══ EXERCISE INPUTS

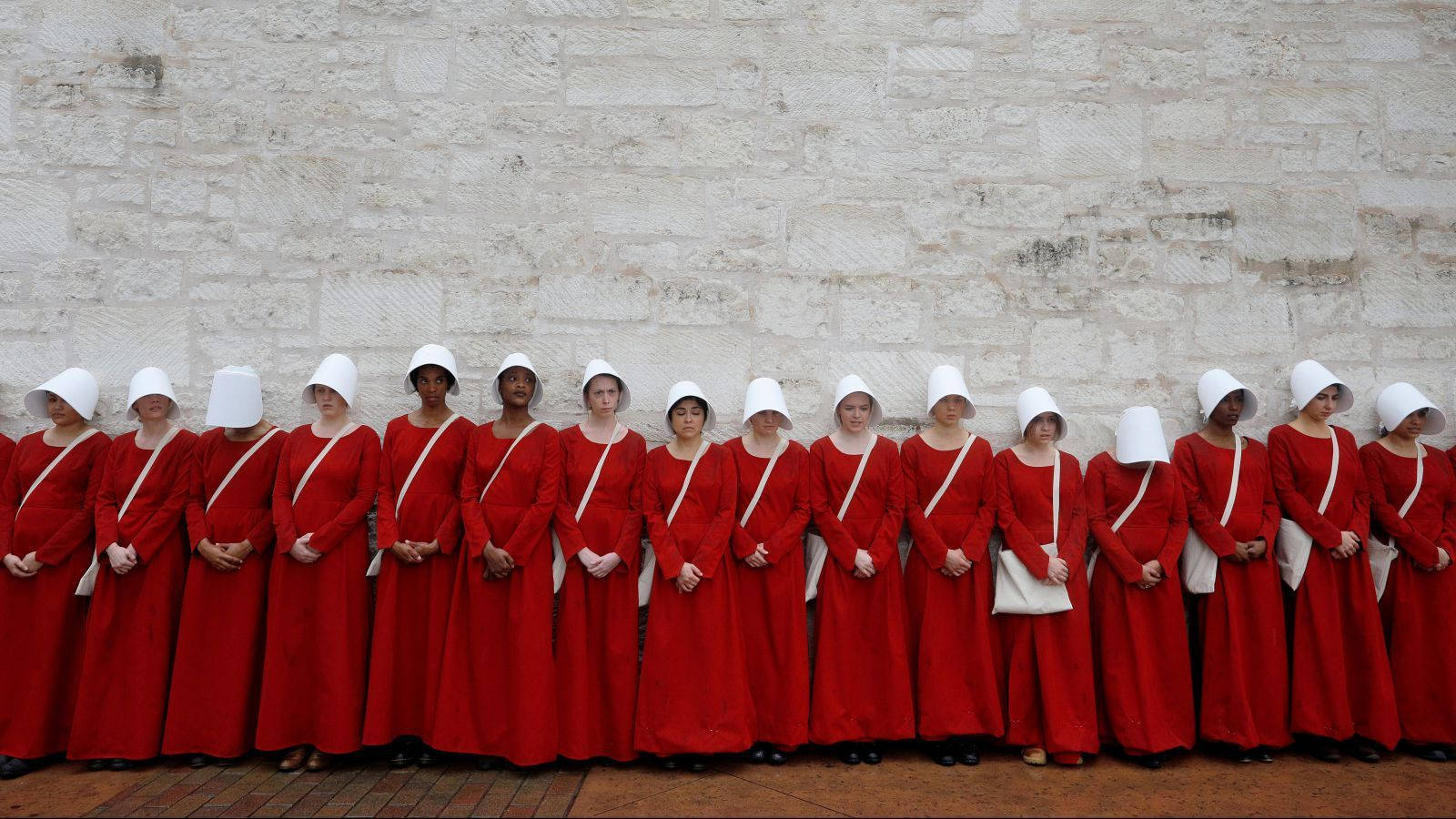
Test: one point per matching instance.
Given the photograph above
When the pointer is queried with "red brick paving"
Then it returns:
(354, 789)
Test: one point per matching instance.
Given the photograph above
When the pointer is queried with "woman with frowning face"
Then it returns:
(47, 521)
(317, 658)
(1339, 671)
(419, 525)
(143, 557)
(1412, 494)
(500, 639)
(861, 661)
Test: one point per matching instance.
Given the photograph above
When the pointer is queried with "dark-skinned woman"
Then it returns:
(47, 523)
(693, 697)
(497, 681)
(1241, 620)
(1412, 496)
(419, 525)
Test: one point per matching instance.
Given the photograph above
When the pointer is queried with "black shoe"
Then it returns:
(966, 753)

════
══ EXERCISE INPUTS

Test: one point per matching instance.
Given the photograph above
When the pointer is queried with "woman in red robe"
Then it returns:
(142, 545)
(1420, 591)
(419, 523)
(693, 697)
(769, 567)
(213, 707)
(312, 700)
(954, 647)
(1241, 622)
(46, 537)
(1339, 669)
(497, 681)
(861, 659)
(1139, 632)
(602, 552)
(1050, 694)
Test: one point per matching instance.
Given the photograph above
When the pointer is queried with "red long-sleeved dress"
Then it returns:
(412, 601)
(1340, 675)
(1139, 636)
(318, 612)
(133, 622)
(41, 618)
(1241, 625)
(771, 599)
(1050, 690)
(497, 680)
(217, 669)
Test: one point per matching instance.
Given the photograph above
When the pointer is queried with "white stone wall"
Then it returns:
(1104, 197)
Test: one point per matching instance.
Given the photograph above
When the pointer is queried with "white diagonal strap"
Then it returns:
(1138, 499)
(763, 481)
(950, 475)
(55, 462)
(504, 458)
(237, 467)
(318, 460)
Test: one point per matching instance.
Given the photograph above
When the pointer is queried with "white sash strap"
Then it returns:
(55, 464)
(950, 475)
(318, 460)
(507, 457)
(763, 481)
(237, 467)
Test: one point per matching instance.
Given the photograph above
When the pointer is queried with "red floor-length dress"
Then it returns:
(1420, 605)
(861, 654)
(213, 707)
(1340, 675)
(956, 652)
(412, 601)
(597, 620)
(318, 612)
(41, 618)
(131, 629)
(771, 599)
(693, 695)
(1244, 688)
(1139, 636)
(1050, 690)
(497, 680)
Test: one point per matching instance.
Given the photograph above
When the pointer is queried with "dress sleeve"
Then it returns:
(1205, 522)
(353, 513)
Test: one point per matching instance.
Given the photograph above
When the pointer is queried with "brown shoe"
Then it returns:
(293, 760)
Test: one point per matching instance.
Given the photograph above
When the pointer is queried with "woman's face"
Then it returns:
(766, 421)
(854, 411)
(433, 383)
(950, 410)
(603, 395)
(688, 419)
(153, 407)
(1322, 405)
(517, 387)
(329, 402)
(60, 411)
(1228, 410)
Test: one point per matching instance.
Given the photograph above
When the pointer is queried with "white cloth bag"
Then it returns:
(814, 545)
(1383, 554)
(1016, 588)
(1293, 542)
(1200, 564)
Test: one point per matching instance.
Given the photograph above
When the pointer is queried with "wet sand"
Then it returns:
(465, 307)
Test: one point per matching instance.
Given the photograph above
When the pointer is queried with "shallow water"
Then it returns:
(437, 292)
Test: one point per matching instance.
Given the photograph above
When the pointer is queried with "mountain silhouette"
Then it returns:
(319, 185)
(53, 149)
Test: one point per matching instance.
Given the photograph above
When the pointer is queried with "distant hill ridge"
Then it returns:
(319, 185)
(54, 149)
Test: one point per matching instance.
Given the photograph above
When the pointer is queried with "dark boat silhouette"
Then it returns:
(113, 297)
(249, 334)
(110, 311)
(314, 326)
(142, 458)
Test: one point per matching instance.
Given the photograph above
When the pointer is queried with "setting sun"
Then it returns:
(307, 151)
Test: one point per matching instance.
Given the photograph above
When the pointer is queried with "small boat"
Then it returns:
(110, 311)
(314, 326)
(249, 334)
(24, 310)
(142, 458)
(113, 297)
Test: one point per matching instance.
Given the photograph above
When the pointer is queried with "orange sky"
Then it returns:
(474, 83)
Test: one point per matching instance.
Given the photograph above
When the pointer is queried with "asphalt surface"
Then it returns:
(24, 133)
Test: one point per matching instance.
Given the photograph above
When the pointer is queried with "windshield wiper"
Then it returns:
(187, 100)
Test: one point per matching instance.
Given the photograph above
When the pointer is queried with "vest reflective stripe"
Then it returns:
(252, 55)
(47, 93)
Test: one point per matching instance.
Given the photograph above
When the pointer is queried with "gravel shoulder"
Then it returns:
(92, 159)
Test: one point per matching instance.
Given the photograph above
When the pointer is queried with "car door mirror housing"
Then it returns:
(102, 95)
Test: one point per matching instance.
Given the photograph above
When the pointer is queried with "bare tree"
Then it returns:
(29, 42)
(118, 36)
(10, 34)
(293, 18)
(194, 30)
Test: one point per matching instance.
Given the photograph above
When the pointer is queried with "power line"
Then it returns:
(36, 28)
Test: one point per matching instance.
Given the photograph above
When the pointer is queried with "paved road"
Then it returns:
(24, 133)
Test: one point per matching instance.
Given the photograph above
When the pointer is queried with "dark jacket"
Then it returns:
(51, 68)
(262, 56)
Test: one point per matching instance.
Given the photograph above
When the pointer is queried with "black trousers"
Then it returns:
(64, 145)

════

__TASK__
Select every line of the records that contains the word "dress", and copy each of those lines.

__WRITTEN ANSWER__
When the pointer is queried with "red long-sleeved dress"
When the pointer is queried with "red floor-length dress"
When the pointer is queried with "dress sleeve"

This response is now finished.